Swap "golden-lit cloud" for "glowing cloud" in the records from the line containing "of the golden-lit" up to and including the line containing "(1108, 168)". Give only those lines again, with everything else left unchanged.

--- start of Provided data ---

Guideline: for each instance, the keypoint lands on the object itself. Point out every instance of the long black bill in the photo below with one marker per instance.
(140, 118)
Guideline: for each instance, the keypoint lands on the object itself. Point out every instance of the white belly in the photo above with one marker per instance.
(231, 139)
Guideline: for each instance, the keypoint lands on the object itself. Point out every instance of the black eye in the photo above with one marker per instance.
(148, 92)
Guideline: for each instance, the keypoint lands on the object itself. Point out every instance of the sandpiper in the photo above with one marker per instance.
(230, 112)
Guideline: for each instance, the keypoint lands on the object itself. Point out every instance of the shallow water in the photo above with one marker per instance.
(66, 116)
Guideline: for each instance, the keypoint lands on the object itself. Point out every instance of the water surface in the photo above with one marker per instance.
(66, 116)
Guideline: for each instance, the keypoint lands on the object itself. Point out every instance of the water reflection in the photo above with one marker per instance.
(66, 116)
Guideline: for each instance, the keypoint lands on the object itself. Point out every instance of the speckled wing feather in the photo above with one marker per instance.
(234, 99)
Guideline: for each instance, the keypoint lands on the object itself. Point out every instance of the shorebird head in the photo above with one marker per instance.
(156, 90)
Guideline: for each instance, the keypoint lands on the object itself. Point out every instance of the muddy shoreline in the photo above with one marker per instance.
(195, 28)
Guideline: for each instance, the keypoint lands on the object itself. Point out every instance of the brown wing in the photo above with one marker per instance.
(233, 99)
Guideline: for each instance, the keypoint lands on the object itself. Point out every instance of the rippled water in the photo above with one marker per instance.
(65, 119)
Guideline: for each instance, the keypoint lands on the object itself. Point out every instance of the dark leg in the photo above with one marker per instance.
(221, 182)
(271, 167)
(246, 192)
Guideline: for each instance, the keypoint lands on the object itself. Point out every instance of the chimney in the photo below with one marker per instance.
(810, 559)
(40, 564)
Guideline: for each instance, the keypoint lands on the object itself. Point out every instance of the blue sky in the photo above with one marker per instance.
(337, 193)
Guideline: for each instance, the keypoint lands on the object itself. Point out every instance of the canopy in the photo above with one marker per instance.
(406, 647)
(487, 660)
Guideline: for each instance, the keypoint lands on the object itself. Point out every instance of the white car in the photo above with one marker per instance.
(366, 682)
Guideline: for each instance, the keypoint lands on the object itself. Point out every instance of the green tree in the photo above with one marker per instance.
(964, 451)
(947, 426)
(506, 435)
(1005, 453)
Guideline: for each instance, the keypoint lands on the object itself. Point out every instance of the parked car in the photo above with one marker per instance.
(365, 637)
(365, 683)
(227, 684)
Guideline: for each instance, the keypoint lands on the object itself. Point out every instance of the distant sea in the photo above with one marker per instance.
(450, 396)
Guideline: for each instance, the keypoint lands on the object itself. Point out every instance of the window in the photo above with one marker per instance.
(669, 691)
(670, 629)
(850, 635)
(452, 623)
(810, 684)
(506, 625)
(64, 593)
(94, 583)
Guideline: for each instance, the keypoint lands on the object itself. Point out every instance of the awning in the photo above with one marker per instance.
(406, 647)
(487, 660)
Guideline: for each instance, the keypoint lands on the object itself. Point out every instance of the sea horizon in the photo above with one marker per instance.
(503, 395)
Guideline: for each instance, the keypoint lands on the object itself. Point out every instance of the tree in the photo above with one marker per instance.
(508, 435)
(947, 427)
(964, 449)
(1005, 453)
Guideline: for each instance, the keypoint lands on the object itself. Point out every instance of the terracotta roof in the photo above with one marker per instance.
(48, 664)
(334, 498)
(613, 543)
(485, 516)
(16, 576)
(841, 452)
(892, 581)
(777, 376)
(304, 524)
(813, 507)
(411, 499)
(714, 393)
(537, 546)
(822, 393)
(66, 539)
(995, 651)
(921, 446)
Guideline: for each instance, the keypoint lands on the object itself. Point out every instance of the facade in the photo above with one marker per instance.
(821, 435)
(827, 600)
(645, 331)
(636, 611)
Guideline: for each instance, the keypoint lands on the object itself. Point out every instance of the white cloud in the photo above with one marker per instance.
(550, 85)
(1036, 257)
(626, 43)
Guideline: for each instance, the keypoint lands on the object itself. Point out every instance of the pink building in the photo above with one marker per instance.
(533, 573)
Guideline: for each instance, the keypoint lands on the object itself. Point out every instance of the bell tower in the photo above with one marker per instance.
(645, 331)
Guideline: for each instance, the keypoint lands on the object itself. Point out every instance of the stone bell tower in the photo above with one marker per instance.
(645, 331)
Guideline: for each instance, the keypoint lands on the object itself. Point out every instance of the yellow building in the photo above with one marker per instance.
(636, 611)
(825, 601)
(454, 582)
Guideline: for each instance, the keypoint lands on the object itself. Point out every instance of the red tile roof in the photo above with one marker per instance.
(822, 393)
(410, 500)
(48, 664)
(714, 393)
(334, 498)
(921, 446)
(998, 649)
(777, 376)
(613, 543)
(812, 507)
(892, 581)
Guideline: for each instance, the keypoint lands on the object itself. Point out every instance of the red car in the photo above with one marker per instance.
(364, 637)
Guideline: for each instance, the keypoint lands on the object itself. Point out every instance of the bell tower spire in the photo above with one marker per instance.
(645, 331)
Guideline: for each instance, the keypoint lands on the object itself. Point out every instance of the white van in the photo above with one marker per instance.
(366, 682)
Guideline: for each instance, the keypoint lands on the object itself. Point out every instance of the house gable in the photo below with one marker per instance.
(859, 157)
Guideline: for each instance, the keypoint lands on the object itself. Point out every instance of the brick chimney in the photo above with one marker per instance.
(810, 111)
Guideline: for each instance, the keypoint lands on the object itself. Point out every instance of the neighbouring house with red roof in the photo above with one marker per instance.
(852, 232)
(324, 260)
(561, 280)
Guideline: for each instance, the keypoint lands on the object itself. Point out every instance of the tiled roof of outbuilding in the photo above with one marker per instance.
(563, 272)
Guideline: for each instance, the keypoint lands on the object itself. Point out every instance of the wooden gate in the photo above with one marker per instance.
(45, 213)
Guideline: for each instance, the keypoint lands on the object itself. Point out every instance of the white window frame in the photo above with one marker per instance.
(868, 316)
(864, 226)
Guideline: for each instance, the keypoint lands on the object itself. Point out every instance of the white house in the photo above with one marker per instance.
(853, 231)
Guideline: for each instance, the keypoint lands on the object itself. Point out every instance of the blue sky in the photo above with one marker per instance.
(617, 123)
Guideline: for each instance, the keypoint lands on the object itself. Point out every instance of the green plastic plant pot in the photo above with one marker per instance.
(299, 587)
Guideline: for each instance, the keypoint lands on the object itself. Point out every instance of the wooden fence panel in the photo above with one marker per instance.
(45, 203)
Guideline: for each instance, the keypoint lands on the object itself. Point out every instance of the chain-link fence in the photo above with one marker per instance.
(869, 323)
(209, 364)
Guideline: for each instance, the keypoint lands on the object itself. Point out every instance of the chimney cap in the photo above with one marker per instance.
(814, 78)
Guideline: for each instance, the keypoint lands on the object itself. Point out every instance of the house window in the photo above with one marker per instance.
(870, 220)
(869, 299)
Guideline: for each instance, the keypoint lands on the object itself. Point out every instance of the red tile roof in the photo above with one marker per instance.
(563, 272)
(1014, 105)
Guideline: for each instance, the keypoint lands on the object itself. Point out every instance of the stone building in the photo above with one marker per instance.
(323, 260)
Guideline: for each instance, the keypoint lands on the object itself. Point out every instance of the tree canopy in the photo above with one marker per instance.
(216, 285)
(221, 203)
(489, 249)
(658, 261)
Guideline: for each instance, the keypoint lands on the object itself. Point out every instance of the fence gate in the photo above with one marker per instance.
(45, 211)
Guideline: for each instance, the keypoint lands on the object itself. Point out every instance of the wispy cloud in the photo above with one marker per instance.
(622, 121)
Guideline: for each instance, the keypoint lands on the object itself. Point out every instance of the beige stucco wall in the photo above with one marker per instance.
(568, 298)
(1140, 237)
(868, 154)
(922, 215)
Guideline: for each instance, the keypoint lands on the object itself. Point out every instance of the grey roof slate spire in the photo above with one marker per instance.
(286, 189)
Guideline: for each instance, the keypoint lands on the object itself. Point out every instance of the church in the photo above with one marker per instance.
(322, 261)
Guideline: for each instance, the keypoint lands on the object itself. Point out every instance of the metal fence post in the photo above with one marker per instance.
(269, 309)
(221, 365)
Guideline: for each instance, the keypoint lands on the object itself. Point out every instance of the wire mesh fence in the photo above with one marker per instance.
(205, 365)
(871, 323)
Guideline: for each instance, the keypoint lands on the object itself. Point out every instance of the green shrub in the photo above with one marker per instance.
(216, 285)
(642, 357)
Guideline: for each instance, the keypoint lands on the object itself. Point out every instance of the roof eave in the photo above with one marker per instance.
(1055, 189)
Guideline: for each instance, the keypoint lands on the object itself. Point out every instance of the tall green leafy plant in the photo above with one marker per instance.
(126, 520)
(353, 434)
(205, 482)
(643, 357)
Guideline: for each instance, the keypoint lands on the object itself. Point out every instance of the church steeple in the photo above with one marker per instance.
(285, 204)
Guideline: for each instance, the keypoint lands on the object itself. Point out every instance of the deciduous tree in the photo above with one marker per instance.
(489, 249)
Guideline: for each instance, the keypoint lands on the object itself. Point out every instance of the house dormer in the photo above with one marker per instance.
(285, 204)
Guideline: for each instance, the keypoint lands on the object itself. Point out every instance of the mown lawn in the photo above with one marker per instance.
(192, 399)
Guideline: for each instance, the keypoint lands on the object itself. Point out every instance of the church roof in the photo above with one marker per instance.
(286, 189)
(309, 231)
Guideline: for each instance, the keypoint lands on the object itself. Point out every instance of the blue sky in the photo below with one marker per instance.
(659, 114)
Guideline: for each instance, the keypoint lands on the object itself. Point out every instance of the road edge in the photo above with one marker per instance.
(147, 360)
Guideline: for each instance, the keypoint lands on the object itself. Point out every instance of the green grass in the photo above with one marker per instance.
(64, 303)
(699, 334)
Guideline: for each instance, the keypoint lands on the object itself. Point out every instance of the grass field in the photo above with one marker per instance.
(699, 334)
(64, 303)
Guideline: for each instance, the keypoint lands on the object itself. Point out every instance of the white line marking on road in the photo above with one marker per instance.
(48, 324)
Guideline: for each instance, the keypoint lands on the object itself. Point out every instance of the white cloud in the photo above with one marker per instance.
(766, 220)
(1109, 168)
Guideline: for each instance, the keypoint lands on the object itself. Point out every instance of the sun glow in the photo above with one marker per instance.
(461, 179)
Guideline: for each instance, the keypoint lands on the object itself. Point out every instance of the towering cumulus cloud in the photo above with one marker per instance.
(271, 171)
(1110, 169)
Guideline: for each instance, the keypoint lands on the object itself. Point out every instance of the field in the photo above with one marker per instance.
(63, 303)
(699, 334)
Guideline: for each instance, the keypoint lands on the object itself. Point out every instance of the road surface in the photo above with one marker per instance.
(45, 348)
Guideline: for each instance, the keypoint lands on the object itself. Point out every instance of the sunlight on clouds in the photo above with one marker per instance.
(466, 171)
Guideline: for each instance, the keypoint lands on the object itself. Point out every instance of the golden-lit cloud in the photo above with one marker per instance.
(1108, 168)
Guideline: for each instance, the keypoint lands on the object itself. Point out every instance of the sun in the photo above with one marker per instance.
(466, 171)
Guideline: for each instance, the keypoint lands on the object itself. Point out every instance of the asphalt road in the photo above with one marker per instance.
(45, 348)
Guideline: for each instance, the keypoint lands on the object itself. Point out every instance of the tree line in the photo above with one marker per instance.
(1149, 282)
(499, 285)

--- end of Provided data ---

Written reply
Guideline: for each instance, the keypoint lands on the object itself. Point out every instance of the glowing cloud in the photo above with one marker per instance.
(1108, 168)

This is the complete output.